Pointing dataset excerpts:
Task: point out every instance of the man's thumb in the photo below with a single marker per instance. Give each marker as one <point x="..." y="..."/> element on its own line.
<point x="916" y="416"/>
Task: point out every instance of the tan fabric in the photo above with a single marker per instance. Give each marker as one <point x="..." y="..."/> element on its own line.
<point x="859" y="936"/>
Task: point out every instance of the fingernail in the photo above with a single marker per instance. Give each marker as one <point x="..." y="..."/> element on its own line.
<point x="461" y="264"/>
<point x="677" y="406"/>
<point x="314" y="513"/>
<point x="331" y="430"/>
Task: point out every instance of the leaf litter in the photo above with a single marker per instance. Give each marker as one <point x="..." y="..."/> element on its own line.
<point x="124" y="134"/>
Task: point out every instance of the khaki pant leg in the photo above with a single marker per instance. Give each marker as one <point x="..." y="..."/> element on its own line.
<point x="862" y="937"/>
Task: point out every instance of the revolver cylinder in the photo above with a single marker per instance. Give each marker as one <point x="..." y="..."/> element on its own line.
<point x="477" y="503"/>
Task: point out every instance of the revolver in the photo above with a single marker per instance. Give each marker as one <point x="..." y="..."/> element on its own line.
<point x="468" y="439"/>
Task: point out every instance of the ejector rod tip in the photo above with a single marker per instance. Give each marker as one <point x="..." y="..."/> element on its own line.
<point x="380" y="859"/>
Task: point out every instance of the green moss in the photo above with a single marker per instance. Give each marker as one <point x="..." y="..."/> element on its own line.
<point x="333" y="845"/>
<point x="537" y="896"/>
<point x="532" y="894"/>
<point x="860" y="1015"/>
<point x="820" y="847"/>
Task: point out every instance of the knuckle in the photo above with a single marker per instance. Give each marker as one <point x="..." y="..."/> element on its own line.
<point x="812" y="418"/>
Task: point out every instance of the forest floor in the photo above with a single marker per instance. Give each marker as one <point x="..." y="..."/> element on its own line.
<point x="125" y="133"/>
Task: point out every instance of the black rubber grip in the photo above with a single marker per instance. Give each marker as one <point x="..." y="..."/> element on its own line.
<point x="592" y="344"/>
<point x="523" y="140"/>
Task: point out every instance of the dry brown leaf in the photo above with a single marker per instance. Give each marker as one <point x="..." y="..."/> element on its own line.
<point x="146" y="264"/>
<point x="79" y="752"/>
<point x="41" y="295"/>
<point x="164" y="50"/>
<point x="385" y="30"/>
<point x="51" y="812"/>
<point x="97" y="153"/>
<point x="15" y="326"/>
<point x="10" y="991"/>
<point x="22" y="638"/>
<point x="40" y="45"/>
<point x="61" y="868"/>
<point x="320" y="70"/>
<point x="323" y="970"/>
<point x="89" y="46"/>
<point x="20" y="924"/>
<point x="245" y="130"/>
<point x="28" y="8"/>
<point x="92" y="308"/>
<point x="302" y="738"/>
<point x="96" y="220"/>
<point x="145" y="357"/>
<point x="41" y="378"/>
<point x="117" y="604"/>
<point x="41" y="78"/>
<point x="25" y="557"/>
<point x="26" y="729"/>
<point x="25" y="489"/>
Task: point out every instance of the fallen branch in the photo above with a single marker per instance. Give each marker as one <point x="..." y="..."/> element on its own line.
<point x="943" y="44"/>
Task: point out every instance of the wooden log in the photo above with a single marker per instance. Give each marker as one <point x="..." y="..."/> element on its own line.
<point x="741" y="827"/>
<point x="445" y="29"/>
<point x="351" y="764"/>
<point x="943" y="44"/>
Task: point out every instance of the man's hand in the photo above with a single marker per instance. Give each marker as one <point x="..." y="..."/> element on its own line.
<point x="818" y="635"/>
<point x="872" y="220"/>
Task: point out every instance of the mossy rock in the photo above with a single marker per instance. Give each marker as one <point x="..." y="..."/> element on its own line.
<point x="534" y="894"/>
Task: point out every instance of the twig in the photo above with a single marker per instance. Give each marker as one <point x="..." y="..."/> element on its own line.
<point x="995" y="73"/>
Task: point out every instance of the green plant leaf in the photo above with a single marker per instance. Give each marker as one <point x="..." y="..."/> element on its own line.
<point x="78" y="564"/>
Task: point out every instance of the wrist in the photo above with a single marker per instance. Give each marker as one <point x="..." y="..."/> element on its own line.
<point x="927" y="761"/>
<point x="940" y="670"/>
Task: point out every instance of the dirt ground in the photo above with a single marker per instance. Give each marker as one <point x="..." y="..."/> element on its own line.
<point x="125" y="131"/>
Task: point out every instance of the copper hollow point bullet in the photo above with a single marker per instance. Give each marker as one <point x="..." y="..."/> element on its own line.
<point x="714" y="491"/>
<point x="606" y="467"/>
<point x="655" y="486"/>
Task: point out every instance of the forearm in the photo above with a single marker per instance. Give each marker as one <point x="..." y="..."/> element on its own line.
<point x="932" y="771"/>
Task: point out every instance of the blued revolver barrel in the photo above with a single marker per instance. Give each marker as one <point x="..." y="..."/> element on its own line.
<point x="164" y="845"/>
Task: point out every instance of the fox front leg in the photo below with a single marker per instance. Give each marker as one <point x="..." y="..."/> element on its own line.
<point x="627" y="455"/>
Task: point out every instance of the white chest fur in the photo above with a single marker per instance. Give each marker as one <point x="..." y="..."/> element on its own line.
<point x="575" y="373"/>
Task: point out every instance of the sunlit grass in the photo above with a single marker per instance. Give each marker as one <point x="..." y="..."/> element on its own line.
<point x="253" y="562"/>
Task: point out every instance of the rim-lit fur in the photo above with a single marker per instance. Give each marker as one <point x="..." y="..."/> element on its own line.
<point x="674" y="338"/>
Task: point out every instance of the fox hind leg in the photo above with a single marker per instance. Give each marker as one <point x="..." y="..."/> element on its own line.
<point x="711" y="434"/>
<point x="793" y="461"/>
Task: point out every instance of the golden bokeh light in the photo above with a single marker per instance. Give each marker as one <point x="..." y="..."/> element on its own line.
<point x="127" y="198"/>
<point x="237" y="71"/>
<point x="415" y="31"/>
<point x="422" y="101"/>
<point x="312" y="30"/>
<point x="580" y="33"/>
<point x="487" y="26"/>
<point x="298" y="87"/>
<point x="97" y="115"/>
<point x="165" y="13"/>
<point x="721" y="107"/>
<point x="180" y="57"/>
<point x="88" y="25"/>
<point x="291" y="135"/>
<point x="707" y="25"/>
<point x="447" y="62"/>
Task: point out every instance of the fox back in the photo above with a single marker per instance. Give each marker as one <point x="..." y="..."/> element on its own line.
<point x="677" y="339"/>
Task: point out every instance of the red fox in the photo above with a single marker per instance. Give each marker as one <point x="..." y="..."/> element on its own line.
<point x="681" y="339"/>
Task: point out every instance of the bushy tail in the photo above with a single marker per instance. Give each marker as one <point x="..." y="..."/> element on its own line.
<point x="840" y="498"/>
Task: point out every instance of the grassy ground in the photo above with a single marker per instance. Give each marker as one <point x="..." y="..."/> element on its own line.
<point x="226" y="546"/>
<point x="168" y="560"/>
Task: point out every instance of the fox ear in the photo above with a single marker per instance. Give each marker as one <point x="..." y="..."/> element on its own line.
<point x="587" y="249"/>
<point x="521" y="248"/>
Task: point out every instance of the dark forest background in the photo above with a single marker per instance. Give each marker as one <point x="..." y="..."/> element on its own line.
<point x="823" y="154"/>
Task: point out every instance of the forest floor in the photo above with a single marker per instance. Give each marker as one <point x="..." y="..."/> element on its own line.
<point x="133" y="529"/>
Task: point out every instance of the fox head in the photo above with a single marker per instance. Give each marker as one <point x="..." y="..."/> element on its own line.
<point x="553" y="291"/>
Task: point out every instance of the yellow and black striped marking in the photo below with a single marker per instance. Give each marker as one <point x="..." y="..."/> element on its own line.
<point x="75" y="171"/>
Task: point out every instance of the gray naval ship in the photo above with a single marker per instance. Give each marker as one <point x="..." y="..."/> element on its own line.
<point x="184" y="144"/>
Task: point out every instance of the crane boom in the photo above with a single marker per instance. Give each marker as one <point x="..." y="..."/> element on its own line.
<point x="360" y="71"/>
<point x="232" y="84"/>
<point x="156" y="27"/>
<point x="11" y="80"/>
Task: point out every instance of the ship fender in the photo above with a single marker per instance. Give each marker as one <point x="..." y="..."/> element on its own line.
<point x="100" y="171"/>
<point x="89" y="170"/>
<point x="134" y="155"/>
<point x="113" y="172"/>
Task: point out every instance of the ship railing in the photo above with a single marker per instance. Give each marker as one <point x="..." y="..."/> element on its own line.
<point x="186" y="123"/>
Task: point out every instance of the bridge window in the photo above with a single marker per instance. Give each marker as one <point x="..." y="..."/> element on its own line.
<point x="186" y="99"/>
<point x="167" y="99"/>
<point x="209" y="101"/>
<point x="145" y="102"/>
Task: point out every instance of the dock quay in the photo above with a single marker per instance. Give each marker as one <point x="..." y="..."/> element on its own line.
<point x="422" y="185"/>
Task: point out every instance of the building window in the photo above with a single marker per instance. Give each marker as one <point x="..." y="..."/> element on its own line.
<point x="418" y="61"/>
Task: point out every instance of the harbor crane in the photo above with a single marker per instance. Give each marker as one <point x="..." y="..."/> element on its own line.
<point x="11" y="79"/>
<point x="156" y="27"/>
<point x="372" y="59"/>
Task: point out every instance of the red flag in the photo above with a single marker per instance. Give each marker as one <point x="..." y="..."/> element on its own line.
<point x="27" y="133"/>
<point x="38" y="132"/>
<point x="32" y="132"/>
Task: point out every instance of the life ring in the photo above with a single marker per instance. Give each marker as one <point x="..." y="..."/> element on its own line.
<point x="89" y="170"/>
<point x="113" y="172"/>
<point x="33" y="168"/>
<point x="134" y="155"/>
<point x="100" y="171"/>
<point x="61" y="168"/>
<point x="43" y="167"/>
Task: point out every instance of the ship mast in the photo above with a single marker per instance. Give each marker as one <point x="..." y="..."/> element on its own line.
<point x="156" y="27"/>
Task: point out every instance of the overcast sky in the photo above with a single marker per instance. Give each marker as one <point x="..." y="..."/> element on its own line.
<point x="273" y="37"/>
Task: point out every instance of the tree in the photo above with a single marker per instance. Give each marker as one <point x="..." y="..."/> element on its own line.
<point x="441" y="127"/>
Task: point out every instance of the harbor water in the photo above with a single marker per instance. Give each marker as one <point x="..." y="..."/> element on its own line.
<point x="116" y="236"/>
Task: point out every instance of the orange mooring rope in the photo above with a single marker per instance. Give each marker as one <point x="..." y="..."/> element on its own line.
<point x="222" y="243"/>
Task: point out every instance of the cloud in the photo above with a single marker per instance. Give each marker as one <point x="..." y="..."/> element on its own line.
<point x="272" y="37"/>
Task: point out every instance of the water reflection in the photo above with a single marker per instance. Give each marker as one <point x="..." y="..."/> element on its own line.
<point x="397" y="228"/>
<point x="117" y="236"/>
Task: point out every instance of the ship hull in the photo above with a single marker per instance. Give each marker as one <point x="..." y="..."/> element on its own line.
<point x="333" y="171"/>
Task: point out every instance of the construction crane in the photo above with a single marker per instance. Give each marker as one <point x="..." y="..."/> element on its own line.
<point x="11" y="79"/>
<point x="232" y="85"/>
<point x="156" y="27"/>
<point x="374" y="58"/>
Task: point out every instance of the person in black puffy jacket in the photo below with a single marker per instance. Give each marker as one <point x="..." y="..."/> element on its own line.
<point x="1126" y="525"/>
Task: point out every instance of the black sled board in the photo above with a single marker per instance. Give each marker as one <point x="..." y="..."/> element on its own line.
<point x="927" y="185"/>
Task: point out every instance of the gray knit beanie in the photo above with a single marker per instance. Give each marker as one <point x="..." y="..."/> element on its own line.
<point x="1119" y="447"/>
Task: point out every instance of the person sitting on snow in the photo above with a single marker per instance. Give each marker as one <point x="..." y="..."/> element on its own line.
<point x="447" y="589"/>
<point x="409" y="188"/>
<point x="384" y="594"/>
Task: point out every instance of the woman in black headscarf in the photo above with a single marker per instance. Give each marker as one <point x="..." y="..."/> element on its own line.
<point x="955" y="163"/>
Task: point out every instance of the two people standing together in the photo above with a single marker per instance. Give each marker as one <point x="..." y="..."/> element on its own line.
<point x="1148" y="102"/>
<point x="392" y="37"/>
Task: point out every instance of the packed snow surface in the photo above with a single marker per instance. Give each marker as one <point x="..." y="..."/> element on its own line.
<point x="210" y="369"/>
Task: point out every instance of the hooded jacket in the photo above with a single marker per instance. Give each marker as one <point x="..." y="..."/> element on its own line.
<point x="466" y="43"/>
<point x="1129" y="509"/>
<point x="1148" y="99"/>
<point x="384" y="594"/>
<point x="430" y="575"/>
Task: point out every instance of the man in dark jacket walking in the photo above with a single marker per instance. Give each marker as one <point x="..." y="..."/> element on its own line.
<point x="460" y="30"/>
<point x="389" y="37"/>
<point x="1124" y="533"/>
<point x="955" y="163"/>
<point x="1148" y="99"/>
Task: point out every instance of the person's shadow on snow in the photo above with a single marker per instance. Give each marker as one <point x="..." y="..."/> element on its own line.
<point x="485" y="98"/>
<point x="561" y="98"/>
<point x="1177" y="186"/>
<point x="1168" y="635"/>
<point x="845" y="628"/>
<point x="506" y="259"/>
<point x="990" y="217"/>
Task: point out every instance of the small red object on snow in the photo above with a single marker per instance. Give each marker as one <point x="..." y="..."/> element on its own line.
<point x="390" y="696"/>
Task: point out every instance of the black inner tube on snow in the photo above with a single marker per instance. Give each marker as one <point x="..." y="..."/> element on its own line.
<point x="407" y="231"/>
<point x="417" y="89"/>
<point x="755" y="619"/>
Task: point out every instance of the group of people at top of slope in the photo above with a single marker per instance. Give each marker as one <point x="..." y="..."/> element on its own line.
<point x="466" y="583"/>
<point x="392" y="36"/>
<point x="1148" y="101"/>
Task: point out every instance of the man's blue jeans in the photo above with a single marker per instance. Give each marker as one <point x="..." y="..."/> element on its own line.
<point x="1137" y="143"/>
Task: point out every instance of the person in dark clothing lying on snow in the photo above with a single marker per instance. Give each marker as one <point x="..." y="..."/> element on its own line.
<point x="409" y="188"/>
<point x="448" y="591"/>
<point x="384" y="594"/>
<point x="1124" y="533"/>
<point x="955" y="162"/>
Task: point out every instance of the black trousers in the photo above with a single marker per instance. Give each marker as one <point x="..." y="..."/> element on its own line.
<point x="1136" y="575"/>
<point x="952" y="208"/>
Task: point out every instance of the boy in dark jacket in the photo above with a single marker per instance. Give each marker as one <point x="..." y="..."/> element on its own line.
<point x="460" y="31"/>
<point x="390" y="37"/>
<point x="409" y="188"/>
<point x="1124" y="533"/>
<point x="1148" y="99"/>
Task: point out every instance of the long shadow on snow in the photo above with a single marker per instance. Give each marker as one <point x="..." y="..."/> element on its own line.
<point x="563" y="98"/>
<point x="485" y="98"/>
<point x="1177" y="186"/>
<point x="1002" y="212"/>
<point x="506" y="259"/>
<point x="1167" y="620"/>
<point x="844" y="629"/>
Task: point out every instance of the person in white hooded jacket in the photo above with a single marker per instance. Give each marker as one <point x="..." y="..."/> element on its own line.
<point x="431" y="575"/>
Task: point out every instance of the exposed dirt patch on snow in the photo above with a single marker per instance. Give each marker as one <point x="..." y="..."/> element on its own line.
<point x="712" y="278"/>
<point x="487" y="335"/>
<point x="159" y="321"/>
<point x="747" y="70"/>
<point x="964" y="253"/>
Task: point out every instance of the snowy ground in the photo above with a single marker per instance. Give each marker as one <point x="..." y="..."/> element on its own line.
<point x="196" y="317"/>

# [DIRECTIONS FOR THIS TASK]
Locate "Task: point out every instance of the person in white" in the data above. Then repeat, exactly, its line and each line after it through the last, adding nothing.

# [EXPECTED ANSWER]
Task: point out every instance of the person in white hooded jacket in the photo above with a single marker per instance. Give each marker as one <point x="..." y="..."/> element on its own line.
<point x="431" y="575"/>
Task: point out every instance of the exposed dirt patch on snow in the photo above with a single marker per instance. Give each marker as one <point x="..." y="..."/> element on its own line.
<point x="712" y="278"/>
<point x="487" y="335"/>
<point x="159" y="321"/>
<point x="747" y="70"/>
<point x="964" y="253"/>
Task: point out every instance of the snowy ground in the photo above with a single marker per instance. Give each marker as one <point x="..." y="..."/> element on its own line.
<point x="196" y="317"/>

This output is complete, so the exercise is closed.